取り組む課題:
• A. ゲイリー・フィッシャーの文章で「12歳の頃よりロードレース」から始まる段落を、主な事実を落とさずに箇条書きで短くまとめよ。
• B. 次の(i)〜(iii)がゲイリー・フィッシャーの文章と合っているかを、それぞれ「はい」か「いいえ」で答えよ。判断の決め手となる文中の語句もそのまま引用すること。
(i) フィッシャー本人は、シクロクロス競技に出た改造クルーザーから影響を受けたと認めている。
(ii) 当時のフィッシャーの家には、食事をする場所さえなかった。
(iii) フィッシャーは1968年以降、一度も競技に戻らなかった。
• C. ゲイリー・フィッシャーの文章を、最後の文のあとから続けて書け。
==== 提示文 ====
ゲイリー・フィッシャー
ゲイリー・クリストファー・フィッシャー (Gary Christopher Fisher, 1950年 11月5日 - )は、アメリカ合衆国 カリフォルニア州 マリン郡 出身の自転車 製作者。同郷のジョー・ブリーズ 、トム・リッチー などとともにマウンテンバイク を創り出した一人。
なお、本項ではフィッシャーらが創設した自転車ブランド、ゲイリー・フィッシャー についても記述する。
ロードレースへの参加
12歳の頃よりロードレース を開始。10代の頃はロックを愛するヒッピー少年で、長髪のヘアスタイルのために1968年 には競技の参加を差し止められたこともあるが1972年 には競技に復帰、当時強豪の選手であった。しかしながら当時のロードレース界の堅苦しさをわずらわしく思い、仲間達と「ヴェロ・クラブ・タマルパイアス」を結成した。
ビーチクルーザーの改造
マウンテンバイクを考案するきっかけとなったのは一説にはモロー・ダート・クラブに所属していたラス・マホン の改造ビーチクルーザー であったと伝えられている。映画『Klunkerz: A Film About Mountain Bikes』によるとシクロクロス 競技に参加した改造クルーザーに影響されたという。彼の周りの者はフィッシャーも影響を受けたのだろうと言っているが、本人は競技に集中していたと否定している。彼はこの後1975年に1930年代 に作られた変速機のない単純な構造のビーチクルーザーにモトクロス 用のブレーキ 、ツーリング車用の変速機 などを装着するなど現在のマウンテンバイクにつながる改造をした。当時の彼の家にはパーツごとに分解されたビーチクルーザーが壁や天井のいたるところに引っ掛けられており、食事する場所すらなかった。
==== データ抜粋 ====
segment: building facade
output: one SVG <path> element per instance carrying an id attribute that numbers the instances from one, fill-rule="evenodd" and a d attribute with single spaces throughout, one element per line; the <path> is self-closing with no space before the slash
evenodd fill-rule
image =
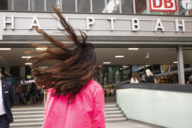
====
課題の解答:
• A.
- 12歳でロードレースを始めた。
- 10代はロックを愛するヒッピー少年だった。
- 長髪を理由に、1968年に競技への参加を差し止められた。
- 1972年に競技へ復帰し、当時は強豪選手だった。
- ロードレース界の堅苦しさをわずらわしく思い、仲間と「ヴェロ・クラブ・タマルパイアス」を結成した。

• B.
(i) いいえ。「本人は競技に集中していたと否定している」
(ii) はい。「食事する場所すらなかった」
(iii) いいえ。「競技に復帰、当時強豪の選手であった」

• C.
1976年 には、当時一緒に住んでいた友人チャーリー・ケリー が主催していた『リパック』と呼ばれていたダウンヒルレースに参加していた。この競技は斜面を下り終えるとドラムブレーキのオイルが焼け燃え、グリスを「詰めなおす」(repack) 必要があったことから「リパック」と名づけられていた。もっともこれは「競技」というよりも「遊び」の趣向が強かった。当時の改造クルーザーはフロントブレーキもなく、ドリフトしながら速度を制動させつつ急斜面を下るというものであった。フィッシャーは常にこの競技の上位にあった。
マウンテンバイクへ
最初に自作のマウンテンバイクを作ったのはジョー・ブリーズであった。仲間達がブリーズにマウンテンバイクの製作を依頼する中、フィッシャーは競技仲間で優れたフレームビルダーでもあったトム・リッチーに製作を依頼、これを「マウンテンバイク」と名づけた。そしてケリーと共同で会社を設立、今までマニアしか知られていなかったマウンテンバイクを積極的に販売した。当時の価格で1,300ドル と非常に高価なものであった。
会社を始めた当初は年間160台しか販売していなかったが、翌年には多くの注文が殺到、需要は非常に高かった。しかし流通の整っていなかったパーツの安定した供給に苦労して内情はかなり厳しく、1983年 に会社は自然消滅、ケリーが抜けて「フィッシャー・マウンテンバイクス」となった。1991年 に台湾のアンレンに買収されたのち、1993年 に会社はトレック・バイシクル の傘下に入った。自転車ブランドとしてのゲイリー・フィッシャーは2010年 モデルをもって消滅し、2011年 モデルからはトレックブランド内のゲイリー・フィッシャーコレクションとなっているが、フィッシャー自身は以降もマウンテンバイクに関わり、第一人者として認められている。
また彼は既存の規格に囚われない斬新な発想をする人物でもあり、初期のマウンテンバイクの強度を上げるためにヘッドパーツ 部分を巨大にした「フィッシャーサイズ」と呼ばれる規格を発案したり、最近[いつ? ] では平地での高速巡航能力を上げ、同時に不整地での走行を容易にするために既存の26インチとは異なる29インチのホイール(リム部はロードバイク と同じ700cである)を装着したマウンテンバイク「29er(ツーナイナー)」を考案提唱したりしている。
代表的車種
トレックによる買収前の代表的な車種は以下の通り
モンターレ - 草創期に日本で販売された車種。製造は東洋フレームが行っている。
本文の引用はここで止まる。